§ EXERCISE TASK: List every line in the records that contains the word "beige", matching case exactly.

§ RECORDS FOR THE EXERCISE:
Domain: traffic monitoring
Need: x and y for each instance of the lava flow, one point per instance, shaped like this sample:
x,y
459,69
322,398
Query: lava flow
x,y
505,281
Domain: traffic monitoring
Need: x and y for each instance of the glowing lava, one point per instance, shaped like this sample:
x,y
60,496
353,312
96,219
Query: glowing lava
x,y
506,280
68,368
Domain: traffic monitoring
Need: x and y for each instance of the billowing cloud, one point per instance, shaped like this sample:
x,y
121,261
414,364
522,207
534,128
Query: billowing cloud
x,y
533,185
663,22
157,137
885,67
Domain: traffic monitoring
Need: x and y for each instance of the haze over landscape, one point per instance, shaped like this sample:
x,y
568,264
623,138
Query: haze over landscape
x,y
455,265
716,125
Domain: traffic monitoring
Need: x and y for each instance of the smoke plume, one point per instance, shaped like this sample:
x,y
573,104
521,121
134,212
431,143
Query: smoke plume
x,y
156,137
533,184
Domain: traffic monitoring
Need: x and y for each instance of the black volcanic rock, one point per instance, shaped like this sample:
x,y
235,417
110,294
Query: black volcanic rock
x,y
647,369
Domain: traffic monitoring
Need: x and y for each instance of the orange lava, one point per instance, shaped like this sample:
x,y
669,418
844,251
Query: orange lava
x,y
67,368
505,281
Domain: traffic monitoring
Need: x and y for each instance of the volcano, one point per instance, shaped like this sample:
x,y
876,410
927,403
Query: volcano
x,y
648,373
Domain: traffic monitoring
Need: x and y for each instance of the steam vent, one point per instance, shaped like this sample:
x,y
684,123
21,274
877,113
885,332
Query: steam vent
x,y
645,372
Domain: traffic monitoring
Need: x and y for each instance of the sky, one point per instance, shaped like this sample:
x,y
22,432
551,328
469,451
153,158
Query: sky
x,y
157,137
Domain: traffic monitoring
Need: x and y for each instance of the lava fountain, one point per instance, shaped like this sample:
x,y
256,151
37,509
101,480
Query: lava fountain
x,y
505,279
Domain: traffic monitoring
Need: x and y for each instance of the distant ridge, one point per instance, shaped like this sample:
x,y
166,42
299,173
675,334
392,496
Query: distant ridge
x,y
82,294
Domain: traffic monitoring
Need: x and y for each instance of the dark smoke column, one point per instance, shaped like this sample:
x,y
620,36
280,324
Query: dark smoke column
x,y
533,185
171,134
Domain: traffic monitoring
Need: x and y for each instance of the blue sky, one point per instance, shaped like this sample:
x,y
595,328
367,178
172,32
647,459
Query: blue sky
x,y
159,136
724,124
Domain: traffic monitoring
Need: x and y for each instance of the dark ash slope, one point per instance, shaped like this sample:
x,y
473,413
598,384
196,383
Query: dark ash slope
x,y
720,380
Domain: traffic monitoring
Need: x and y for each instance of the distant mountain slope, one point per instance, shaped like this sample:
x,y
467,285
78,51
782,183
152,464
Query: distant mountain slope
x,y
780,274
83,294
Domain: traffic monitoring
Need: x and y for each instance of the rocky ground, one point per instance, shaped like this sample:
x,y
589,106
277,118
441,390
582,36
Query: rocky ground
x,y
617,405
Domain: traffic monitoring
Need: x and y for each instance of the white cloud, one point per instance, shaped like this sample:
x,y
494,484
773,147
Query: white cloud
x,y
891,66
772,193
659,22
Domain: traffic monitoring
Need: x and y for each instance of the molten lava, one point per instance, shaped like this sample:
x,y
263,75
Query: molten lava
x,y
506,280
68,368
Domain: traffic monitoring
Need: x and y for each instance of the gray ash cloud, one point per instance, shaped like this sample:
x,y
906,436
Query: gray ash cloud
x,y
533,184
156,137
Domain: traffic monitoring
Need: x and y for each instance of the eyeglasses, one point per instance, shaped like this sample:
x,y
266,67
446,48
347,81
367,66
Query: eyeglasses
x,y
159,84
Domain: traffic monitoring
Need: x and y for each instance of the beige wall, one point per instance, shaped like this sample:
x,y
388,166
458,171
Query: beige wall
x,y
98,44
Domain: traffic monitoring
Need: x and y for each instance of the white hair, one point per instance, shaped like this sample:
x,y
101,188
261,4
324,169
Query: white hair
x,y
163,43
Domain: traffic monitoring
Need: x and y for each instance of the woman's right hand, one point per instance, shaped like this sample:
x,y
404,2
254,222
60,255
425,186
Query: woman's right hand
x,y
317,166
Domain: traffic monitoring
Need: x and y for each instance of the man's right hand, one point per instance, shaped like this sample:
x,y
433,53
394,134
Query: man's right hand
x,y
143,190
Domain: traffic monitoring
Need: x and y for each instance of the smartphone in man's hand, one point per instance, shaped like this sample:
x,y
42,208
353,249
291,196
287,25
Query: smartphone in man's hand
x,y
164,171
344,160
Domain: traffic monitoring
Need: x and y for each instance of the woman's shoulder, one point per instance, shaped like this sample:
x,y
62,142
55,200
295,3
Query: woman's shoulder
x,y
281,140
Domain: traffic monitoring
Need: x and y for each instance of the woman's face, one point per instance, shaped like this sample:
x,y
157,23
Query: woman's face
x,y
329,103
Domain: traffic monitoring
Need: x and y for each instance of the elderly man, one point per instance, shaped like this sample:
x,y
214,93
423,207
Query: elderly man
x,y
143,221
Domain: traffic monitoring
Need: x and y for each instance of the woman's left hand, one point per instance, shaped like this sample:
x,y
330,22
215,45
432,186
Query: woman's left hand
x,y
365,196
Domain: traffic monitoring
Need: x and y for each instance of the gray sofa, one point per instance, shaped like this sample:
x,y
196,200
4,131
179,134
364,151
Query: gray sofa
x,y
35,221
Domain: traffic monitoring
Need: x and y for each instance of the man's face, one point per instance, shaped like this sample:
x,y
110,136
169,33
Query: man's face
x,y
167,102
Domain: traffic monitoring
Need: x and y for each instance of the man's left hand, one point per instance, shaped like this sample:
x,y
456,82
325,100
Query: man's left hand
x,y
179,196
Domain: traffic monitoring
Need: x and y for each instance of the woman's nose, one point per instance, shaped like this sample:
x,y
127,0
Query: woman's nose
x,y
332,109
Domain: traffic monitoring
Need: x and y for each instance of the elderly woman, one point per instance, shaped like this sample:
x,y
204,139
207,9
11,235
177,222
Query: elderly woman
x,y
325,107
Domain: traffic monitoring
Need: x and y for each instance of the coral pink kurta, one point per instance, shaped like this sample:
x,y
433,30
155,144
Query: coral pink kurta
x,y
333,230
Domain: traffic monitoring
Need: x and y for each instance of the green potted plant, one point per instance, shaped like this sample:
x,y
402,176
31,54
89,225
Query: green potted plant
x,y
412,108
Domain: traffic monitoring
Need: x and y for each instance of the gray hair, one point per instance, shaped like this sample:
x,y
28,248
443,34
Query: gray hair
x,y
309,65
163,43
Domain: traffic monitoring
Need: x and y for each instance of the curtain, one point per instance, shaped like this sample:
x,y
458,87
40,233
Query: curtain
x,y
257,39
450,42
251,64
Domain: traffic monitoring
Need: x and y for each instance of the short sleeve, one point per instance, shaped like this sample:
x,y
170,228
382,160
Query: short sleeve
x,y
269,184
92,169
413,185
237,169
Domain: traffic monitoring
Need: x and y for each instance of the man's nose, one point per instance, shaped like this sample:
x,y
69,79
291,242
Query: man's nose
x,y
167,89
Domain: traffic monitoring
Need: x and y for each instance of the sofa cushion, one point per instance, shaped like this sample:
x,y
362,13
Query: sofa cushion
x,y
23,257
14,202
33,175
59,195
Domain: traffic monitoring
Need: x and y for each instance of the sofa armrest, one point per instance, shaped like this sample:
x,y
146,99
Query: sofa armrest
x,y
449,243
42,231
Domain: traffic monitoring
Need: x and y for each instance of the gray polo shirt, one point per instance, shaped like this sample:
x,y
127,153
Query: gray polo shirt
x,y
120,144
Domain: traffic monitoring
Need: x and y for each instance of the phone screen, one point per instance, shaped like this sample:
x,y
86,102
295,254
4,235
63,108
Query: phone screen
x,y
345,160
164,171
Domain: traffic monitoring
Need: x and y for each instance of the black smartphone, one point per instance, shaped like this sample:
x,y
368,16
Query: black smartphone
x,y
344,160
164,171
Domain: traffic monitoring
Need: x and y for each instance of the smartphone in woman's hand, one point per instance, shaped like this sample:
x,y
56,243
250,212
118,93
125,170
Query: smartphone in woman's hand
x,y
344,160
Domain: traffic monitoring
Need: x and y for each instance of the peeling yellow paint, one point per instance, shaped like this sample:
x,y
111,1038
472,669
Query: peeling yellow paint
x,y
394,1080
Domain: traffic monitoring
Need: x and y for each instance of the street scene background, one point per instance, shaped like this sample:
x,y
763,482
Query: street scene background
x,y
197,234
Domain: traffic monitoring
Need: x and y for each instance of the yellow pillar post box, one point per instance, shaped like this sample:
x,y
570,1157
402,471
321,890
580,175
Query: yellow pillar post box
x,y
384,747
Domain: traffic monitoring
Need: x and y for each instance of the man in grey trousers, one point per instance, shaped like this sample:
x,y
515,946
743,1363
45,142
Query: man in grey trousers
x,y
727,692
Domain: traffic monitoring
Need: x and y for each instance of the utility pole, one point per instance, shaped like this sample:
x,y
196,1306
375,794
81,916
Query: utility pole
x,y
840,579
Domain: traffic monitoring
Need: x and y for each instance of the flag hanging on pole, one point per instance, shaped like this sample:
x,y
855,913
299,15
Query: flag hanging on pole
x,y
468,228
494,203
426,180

§ EXPECTED ANSWER:
Need: x and y for each instance of the beige wall, one point per instance, shaped like this sample:
Query: beige wall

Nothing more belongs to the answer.